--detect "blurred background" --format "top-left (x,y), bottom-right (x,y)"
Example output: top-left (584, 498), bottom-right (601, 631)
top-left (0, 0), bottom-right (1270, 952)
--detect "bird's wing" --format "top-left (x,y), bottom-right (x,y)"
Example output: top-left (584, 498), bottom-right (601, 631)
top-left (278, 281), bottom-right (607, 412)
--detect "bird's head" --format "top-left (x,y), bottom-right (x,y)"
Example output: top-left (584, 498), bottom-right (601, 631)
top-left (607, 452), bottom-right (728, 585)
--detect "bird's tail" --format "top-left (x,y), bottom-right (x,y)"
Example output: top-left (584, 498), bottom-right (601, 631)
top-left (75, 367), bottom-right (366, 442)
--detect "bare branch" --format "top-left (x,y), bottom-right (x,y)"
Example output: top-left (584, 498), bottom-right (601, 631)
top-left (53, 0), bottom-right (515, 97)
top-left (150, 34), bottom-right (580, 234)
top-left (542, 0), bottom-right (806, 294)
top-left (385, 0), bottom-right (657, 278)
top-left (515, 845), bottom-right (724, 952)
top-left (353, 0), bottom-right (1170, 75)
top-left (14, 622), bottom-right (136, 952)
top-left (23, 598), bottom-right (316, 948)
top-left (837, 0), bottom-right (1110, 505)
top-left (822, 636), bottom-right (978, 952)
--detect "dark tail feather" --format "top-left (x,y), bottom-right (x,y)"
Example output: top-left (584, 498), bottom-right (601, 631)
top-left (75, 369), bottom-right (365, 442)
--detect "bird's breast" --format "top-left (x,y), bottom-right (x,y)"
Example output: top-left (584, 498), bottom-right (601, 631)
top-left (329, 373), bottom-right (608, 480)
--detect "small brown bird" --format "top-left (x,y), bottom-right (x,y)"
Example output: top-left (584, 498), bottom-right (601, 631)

◇ ◇ ◇ ◇

▶ [YOUR OBJECTIVE]:
Please write out all of the data above again, switching every "Example output" to "Sample output" and leaving everything else unchanged.

▶ [RESPONSE]:
--detect "blurred background" --format "top-left (x,y), bottom-right (x,y)"
Sample output: top-left (584, 498), bottom-right (601, 631)
top-left (0, 0), bottom-right (1270, 952)
--detect "bird's wing" --format "top-left (x,y), bottom-right (x,y)"
Sample output: top-left (584, 498), bottom-right (601, 631)
top-left (278, 281), bottom-right (607, 412)
--detect "bird's head" --format "top-left (x,y), bottom-right (x,y)"
Sample output: top-left (584, 498), bottom-right (601, 631)
top-left (607, 452), bottom-right (728, 585)
--detect "bird's tail" --format "top-left (x,y), bottom-right (x,y)"
Sample output: top-left (584, 498), bottom-right (601, 631)
top-left (75, 367), bottom-right (366, 442)
--detect "bare branch" --format "top-left (x,y), bottom-right (x,y)"
Sample output: top-left (584, 498), bottom-right (601, 631)
top-left (53, 0), bottom-right (515, 97)
top-left (150, 34), bottom-right (580, 234)
top-left (542, 0), bottom-right (806, 294)
top-left (385, 0), bottom-right (657, 278)
top-left (515, 845), bottom-right (724, 952)
top-left (353, 0), bottom-right (1170, 75)
top-left (14, 622), bottom-right (136, 952)
top-left (23, 598), bottom-right (316, 948)
top-left (837, 0), bottom-right (1110, 505)
top-left (822, 636), bottom-right (978, 952)
--detect "dark tail feather" --format "top-left (x,y), bottom-right (x,y)"
Sample output: top-left (584, 498), bottom-right (601, 631)
top-left (75, 369), bottom-right (365, 442)
--detect "bird's breast" --format "top-left (x,y), bottom-right (x,y)"
Sample output: top-left (584, 498), bottom-right (601, 631)
top-left (329, 373), bottom-right (608, 480)
--detect "small brown bird" --format "top-left (x,y), bottom-right (x,y)"
Sample output: top-left (584, 498), bottom-right (601, 631)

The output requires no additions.